Below is a block of records; reproduce all of them exactly and leave out any pictures.
:: Data records ::
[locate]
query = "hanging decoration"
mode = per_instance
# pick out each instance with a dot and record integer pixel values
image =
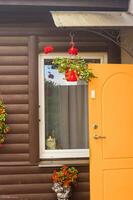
(48, 49)
(72, 50)
(74, 68)
(4, 128)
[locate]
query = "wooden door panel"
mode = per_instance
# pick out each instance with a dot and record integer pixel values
(117, 103)
(118, 184)
(111, 157)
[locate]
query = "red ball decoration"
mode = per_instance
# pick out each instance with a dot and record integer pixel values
(73, 51)
(48, 49)
(71, 75)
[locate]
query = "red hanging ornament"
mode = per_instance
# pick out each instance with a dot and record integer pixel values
(48, 49)
(71, 75)
(73, 51)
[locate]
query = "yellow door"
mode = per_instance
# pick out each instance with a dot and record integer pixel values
(111, 132)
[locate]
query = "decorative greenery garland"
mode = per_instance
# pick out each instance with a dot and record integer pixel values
(4, 128)
(76, 67)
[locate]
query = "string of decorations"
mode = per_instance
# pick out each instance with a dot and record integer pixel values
(74, 67)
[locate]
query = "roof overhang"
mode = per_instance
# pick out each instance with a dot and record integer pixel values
(92, 19)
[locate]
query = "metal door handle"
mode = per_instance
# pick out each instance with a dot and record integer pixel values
(98, 137)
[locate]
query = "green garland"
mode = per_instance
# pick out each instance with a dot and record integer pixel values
(4, 128)
(77, 64)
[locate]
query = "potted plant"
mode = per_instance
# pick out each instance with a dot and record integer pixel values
(3, 126)
(63, 180)
(74, 68)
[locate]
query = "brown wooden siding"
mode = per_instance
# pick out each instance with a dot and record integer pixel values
(31, 182)
(20, 176)
(14, 93)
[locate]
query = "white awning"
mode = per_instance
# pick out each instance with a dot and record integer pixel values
(92, 19)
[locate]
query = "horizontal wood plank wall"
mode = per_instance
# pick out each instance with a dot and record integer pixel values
(31, 182)
(20, 177)
(14, 93)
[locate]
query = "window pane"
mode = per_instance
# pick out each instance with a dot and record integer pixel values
(66, 122)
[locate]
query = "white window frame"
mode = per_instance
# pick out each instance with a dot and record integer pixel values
(65, 153)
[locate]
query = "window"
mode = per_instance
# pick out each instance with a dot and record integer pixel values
(63, 111)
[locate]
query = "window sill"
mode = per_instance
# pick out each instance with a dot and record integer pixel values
(60, 163)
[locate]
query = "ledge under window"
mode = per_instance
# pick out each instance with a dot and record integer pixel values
(60, 163)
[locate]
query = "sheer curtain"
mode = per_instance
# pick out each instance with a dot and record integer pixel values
(70, 111)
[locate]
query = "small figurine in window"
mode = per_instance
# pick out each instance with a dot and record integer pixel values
(51, 142)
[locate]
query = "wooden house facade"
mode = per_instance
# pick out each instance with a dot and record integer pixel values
(25, 28)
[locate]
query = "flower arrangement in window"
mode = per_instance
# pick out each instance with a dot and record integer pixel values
(74, 67)
(66, 176)
(4, 128)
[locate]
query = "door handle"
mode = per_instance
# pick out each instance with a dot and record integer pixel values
(96, 137)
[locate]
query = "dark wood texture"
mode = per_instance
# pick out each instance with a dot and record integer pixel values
(33, 100)
(20, 44)
(31, 182)
(68, 4)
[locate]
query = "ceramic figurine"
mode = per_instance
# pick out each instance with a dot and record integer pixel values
(51, 142)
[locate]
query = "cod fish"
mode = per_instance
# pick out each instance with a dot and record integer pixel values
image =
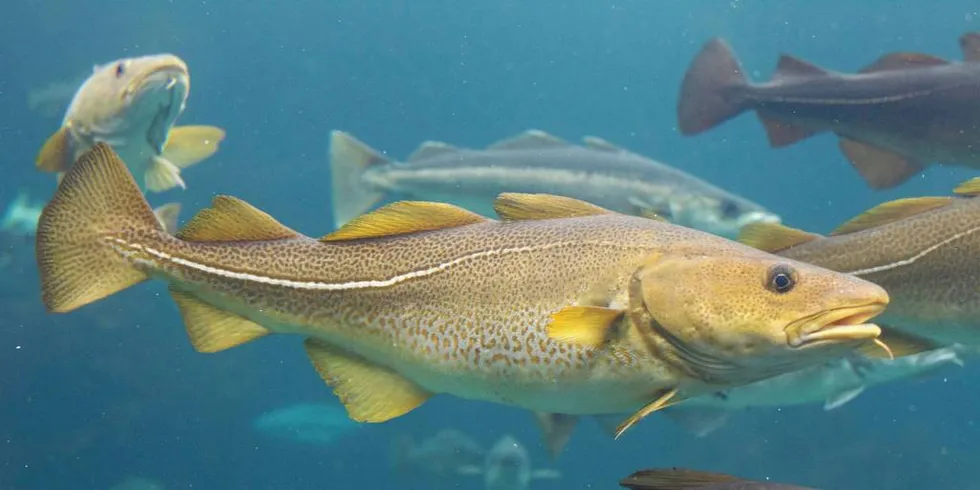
(833, 384)
(536, 162)
(132, 104)
(684, 479)
(924, 251)
(562, 306)
(894, 117)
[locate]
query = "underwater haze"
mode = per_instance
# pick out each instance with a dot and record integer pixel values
(115, 392)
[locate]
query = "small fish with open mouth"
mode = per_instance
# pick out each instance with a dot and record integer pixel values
(132, 105)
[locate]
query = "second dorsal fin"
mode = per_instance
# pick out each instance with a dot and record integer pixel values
:::
Written answer:
[locate]
query = "hanging decoration"
mode = per_instance
# pick out each instance with a dot and record integer pixel values
image =
(48, 49)
(72, 50)
(74, 68)
(4, 128)
[locate]
query = "wooden door panel"
mode = per_instance
# pick out each instance with a dot and record integer pixel values
(117, 103)
(118, 184)
(111, 157)
[locate]
query = "red ball decoration"
mode = per_instance
# pick out each instance with a dot and record integer pixel values
(73, 51)
(48, 49)
(71, 75)
[locate]
query = "red hanging ornament"
mode = per_instance
# pick out each instance with a dot and record integer pixel values
(48, 49)
(71, 75)
(73, 51)
[locate]
query = "yellow door"
mode = per_instance
# pick out each instance with a dot and record integer pixel values
(111, 132)
[locate]
query = "decorative greenery garland"
mode = per_instance
# pick out each instance with a dot and record integer pixel values
(4, 128)
(76, 67)
[locate]
query = "string of decorations"
mode = per_instance
# pick out each instance with a dot and record integer pixel values
(74, 67)
[locate]
query = "roof overhang"
mode = per_instance
# pick out each instance with a dot and record integer pixel values
(92, 19)
[locate]
query = "metal door handle"
mode = per_instance
# pick out each instance with a dot and record integer pixel values
(98, 137)
[locate]
query = "green garland"
mode = per_instance
# pick out each instance with a dot and record integer pixel values
(4, 128)
(77, 64)
[locate]
query = "potted plant"
mode = per_instance
# pick out each instance with a dot and record integer pixel values
(3, 126)
(63, 180)
(74, 68)
[locate]
query = "brown wooden siding"
mode = per_instance
# pick out each instance with a dot and record integer pixel values
(31, 182)
(20, 176)
(14, 93)
[locate]
query = "white awning"
mode = per_instance
# pick out each instance with a dot and record integer pixel values
(92, 19)
[locate]
query = "horizontal wood plank wall"
mode = per_instance
# pick out each instance with a dot and record integer pixel values
(31, 182)
(20, 177)
(14, 93)
[locate]
query = "window pane"
mode = per_instance
# pick out each instance with a dot and record integer pixel values
(66, 122)
[locate]
query = "white window frame"
mode = per_instance
# pick out each instance with a dot and record integer pixel values
(65, 153)
[locate]
query = "window"
mode = per_instance
# pick out each instance with a dot and record integer pixel values
(63, 111)
[locate]
query = "window sill"
mode = per_instance
# pick out each instance with a dot and record integer pixel values
(60, 163)
[locate]
query = "ledge under window"
mode = per_instance
# pick out each instance with a dot and record integer pixel values
(60, 163)
[locate]
query = "sheer curtain"
mode = per_instance
# pick out each instance with a dot and record integer pixel values
(70, 111)
[locate]
query = "small figurine in window"
mode = per_instance
# pick out each instance with a dot and record integer pixel values
(51, 142)
[locate]
query = "wooden house facade"
mode = per_instance
# pick out each instance with a dot and record integer pixel values
(25, 28)
[locate]
query = "flower arrangement in window"
mode = per_instance
# pick out each instance with a dot and record integer pixel values
(74, 67)
(66, 176)
(4, 128)
[locate]
query = "door handle"
mode = per_instance
# pick out each instance with a dot and record integer pixel values
(96, 137)
[locate]
query = "dark wood texture"
mode = per_instance
# pick out each instance with a dot and record integer pixel values
(33, 100)
(20, 44)
(31, 182)
(68, 4)
[locate]
query = "ceramic figurine"
mode = per_instance
# pick out each instance with a dot and record integer pixel values
(51, 142)
[locate]
query = "cod fish"
mode = per_instance
# pick out each instance with a dot and record integer pixel values
image =
(833, 384)
(536, 162)
(132, 104)
(684, 479)
(924, 251)
(562, 306)
(894, 117)
[locate]
query = "underwater haze"
mode = per_instance
# pick out each instance with a dot and record integer pixel values
(115, 392)
[locate]
query = "small fish with open mouth"
mode = per_instance
# pick out each instance with a dot and record integer pixel values
(132, 105)
[locate]
query = "second dorsal fin"
mode = per_instance
# pick out each instance with a dot and record integer pixel values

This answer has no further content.